● **What is asked**
Please pull out every line of the material below that contains the word "their", copying each one unchanged.

● **Shape labeling records**
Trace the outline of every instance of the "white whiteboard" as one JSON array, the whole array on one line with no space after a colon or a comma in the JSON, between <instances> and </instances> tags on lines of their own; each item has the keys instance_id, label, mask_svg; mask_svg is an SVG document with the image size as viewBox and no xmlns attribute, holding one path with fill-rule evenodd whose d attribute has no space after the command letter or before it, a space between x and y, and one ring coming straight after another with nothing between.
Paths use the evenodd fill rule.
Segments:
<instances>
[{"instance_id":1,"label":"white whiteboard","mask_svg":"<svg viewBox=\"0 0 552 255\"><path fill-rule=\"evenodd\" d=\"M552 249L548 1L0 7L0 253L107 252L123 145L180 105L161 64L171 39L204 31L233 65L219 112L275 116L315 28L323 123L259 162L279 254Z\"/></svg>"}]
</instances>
...
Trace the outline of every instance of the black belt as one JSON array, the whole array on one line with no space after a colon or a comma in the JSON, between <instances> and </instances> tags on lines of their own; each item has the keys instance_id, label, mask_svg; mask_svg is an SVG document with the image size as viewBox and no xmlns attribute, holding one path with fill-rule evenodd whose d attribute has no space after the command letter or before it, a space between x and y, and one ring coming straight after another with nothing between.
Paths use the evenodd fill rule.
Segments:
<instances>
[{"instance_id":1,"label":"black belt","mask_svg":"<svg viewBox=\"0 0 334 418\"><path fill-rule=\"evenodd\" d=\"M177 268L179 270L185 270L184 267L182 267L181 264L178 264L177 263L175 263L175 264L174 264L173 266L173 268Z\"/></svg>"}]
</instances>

● **Final result**
Trace the outline of every instance of the "white whiteboard" as one JSON array, the whole array on one line with no space after a colon or a comma in the JSON, between <instances> and </instances> tags on lines of their own; each item has the keys instance_id, label, mask_svg; mask_svg is an SVG document with the image size as viewBox and no xmlns attribute, holding one path with fill-rule evenodd whose d attribute has no space after the command letter or before it, a space between x and y, and one ring coming straight after another with nothing between.
Trace the outline of every instance of the black belt as one JSON array, the whole array on one line with no space after a colon or a comma in the JSON, between <instances> and </instances> tags on lines of their own; each item has the keys instance_id, label, mask_svg; mask_svg is an SVG document with the image size as viewBox and no xmlns attribute, holding one path with fill-rule evenodd whose d attribute has no space after the command letter or before it, a space between x and y, and one ring coming straight after another with nothing between.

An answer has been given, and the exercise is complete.